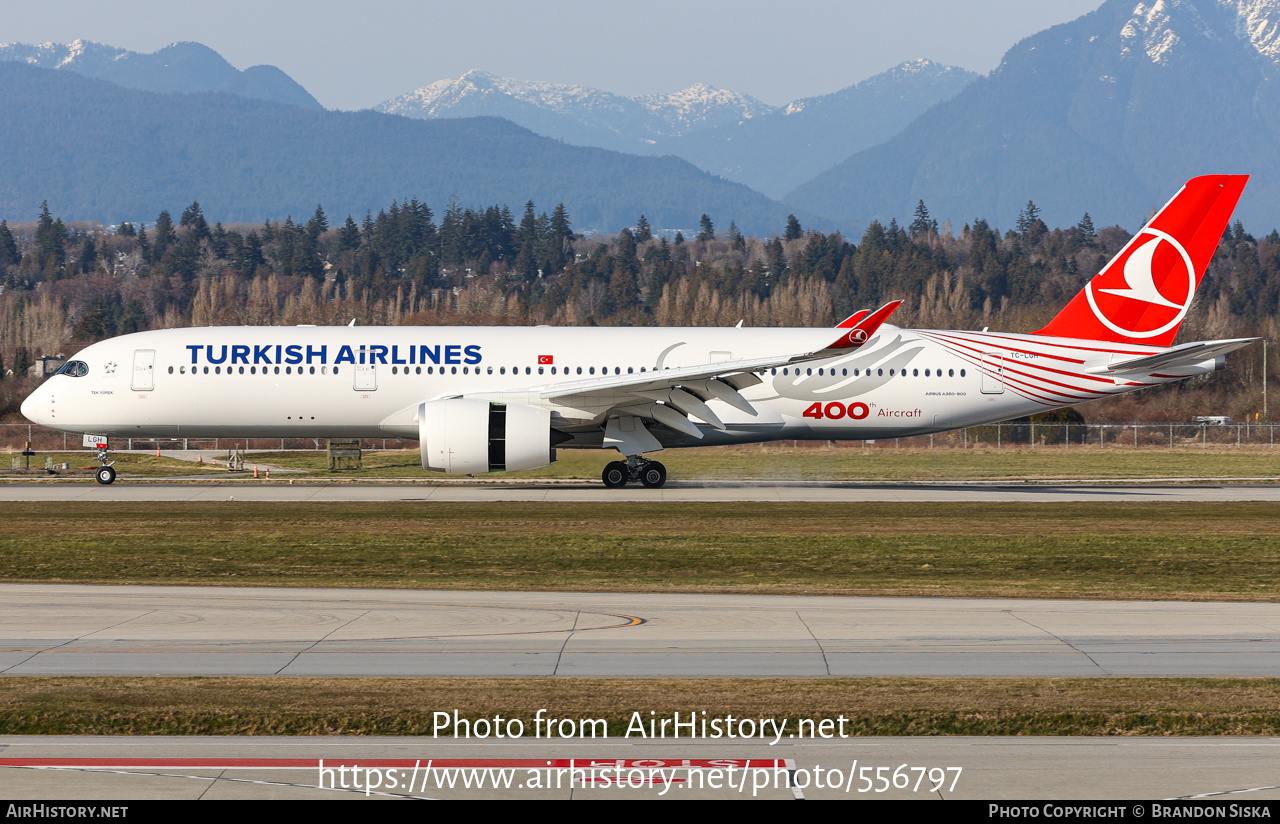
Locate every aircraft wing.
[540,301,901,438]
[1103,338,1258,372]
--
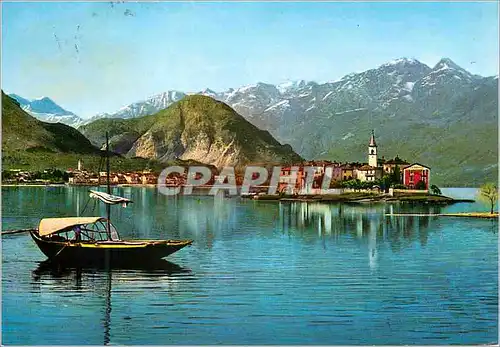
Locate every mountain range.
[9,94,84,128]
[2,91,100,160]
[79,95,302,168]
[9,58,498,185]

What you need to do: Find every line in the records above that contains the word "Locate" and copy each one.

Output of the exercise:
Locate every aircraft wing.
Locate every mountain range.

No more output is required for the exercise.